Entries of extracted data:
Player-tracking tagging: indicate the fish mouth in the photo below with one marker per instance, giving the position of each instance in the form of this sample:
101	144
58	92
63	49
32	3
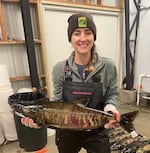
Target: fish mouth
20	109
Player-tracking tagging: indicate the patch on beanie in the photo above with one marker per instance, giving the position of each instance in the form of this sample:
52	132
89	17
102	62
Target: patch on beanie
82	22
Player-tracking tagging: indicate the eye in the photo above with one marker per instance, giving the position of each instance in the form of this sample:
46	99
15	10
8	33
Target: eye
76	33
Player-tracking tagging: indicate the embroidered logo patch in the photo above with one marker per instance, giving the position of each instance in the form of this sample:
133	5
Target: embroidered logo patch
82	22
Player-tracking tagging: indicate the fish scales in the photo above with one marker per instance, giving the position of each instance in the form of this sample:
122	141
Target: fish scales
70	115
73	120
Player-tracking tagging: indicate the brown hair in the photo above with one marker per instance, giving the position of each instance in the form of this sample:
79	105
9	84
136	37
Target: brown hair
90	66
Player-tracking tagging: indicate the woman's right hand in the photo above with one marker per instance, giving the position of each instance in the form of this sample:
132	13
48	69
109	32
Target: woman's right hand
28	122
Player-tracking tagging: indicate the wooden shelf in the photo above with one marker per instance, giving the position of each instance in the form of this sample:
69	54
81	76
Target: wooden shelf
27	77
14	42
16	1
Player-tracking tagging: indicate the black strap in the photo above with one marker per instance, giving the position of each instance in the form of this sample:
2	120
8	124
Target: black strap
68	72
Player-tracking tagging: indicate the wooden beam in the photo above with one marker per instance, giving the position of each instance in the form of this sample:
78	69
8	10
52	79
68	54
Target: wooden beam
16	1
2	24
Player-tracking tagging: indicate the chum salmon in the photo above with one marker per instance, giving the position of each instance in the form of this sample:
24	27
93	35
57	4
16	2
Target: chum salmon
70	115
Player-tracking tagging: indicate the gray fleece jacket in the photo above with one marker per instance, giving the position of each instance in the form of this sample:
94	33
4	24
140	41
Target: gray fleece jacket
104	67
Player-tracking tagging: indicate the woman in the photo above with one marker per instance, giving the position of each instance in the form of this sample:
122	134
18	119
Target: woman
84	75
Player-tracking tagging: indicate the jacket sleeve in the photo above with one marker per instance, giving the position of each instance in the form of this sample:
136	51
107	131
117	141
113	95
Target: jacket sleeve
110	84
57	79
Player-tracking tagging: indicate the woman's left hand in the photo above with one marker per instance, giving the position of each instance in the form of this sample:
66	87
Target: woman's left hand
113	122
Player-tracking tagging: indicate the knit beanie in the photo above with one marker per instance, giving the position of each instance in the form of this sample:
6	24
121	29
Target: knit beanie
81	20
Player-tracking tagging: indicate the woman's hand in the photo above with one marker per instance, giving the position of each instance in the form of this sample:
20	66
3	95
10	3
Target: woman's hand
115	122
28	122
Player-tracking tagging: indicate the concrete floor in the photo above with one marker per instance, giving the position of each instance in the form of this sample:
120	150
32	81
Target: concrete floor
142	125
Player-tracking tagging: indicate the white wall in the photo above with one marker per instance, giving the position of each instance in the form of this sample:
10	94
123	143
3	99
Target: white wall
143	44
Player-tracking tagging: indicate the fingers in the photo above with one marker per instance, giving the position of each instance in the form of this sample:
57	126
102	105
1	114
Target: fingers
114	122
28	122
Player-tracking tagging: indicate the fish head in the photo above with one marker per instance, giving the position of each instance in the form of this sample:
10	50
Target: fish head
127	120
32	111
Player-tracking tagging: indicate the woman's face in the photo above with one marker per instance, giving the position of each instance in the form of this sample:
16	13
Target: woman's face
82	40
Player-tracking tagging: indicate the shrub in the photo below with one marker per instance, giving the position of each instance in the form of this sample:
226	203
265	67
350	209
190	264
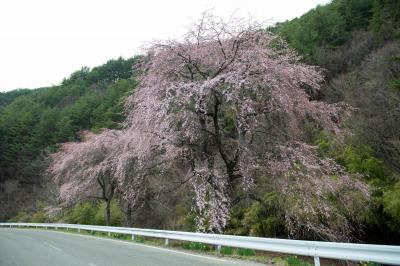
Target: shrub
245	252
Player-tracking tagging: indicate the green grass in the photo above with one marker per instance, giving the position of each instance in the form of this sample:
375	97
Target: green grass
294	261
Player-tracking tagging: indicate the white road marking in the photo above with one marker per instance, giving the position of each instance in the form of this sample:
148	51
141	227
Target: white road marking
53	247
148	246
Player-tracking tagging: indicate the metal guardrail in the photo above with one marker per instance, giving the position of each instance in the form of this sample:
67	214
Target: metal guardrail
384	254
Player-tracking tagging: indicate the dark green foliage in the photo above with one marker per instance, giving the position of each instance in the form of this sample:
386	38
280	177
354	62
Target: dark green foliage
245	252
357	41
330	25
196	246
227	250
294	261
34	121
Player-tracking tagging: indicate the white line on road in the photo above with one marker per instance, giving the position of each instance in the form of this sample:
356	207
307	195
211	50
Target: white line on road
148	246
53	247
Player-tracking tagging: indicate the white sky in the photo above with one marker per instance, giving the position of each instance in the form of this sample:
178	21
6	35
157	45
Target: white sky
43	41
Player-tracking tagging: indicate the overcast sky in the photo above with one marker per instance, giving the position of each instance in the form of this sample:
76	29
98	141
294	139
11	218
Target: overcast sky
43	41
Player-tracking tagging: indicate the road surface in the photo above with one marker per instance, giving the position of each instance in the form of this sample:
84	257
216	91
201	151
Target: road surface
26	247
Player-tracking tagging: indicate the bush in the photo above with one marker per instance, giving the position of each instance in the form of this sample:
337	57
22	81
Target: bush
294	261
226	250
391	203
246	252
196	246
82	213
116	215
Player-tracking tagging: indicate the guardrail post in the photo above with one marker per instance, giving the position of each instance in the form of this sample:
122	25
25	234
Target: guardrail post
316	261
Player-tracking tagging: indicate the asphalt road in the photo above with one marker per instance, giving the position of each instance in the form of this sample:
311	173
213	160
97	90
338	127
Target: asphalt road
25	247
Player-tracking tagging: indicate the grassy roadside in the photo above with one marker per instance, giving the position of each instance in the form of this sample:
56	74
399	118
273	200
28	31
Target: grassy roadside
206	249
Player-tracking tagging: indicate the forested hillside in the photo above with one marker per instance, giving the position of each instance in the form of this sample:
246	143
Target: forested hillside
358	42
231	130
32	122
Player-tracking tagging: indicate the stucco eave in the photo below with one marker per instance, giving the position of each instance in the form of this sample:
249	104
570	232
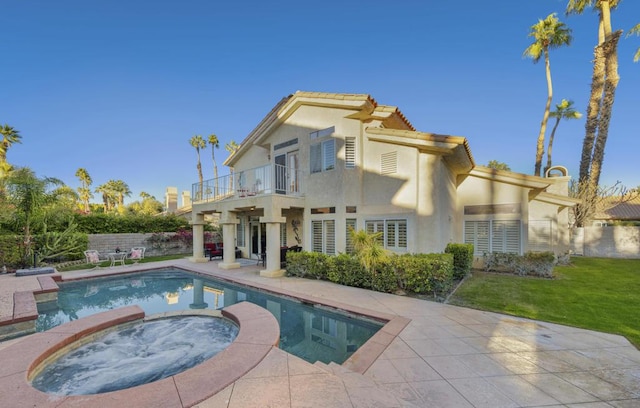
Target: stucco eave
508	177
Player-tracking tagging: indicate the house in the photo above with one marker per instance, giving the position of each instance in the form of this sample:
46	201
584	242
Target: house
320	164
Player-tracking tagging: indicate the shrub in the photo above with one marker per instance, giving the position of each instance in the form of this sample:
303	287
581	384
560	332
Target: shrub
531	263
462	258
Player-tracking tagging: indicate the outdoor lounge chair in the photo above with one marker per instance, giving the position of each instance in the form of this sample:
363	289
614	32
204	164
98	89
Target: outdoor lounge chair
93	257
136	254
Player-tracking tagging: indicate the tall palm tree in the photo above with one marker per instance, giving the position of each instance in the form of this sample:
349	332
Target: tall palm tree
564	110
215	144
121	190
604	82
198	143
84	191
635	30
547	34
109	197
9	137
231	147
29	194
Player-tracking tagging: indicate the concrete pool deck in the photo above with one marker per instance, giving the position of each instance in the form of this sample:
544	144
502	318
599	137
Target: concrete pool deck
446	356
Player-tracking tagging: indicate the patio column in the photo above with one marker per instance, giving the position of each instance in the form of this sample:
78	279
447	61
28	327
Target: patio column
273	247
197	225
198	295
228	220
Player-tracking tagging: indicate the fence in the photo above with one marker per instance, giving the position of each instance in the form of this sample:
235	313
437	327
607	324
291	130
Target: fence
606	242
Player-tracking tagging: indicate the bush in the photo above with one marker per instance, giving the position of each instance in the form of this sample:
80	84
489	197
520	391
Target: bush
532	263
416	273
462	258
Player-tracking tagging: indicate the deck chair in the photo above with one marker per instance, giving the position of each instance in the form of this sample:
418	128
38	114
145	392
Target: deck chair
136	254
93	257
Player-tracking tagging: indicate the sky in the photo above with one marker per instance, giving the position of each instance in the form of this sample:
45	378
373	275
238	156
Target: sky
119	87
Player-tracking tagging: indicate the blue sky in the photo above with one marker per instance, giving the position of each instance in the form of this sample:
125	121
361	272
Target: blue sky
119	87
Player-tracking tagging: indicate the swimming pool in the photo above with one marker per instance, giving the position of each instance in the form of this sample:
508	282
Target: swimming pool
311	333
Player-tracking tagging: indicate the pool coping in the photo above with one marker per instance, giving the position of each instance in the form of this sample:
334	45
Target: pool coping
258	333
359	362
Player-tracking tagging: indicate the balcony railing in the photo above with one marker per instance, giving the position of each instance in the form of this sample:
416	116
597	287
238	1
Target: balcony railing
268	179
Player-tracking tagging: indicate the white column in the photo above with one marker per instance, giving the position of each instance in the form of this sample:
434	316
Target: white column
197	224
228	220
273	247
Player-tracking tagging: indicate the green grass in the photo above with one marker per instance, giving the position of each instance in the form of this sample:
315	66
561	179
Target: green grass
105	264
592	293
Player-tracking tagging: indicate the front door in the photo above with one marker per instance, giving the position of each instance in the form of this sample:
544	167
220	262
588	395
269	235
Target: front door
258	238
281	174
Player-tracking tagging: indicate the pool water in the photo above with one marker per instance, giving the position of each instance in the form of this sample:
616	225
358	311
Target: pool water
311	333
137	354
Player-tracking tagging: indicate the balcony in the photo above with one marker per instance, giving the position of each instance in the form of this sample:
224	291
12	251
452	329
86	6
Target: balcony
264	180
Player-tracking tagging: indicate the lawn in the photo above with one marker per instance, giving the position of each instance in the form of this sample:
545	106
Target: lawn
593	293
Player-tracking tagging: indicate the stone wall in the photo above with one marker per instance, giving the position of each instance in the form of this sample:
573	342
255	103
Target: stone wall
104	243
607	242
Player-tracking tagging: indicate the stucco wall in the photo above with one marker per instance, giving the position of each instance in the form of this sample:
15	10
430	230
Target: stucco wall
607	242
104	243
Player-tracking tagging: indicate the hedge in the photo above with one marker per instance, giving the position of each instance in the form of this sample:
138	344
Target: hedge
415	273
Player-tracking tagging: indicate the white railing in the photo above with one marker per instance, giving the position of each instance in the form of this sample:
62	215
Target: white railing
268	179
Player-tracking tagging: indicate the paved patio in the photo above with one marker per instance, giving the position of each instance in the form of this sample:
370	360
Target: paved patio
446	356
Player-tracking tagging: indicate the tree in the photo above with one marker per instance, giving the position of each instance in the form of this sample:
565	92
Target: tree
547	34
604	82
9	137
29	194
215	144
109	196
368	249
635	30
121	189
497	165
564	110
198	143
85	190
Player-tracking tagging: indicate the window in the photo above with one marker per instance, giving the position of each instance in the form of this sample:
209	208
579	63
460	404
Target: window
349	152
351	226
389	163
323	156
240	232
394	233
493	236
324	236
283	234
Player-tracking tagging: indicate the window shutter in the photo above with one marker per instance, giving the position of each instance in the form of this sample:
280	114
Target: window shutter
317	235
329	153
350	152
389	163
315	158
330	237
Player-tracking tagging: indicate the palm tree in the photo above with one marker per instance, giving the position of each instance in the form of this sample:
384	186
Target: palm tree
231	147
548	33
120	189
368	249
564	110
198	143
604	82
108	195
28	195
635	30
215	144
9	137
85	191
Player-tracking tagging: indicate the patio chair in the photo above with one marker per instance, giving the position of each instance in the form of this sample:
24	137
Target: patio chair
93	257
136	254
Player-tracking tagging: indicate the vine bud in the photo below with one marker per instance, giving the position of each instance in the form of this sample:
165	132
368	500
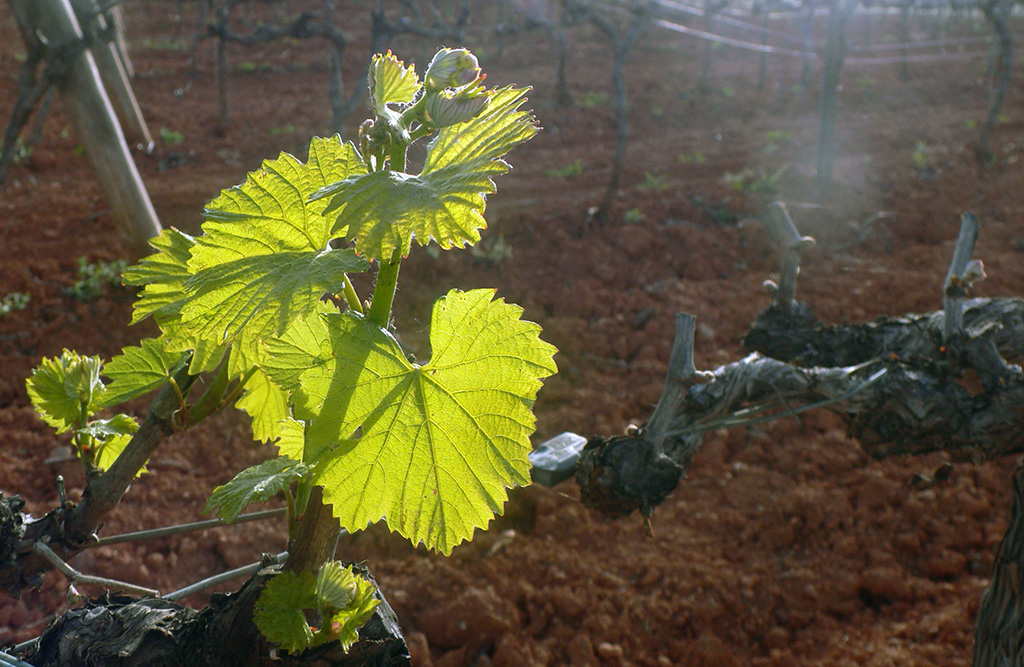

_PROBLEM DESCRIPTION_
Report how many lines in the listing above contain the string "palm", treating uppercase and lowercase as different, and give only the number.

_FINAL ANSWER_
4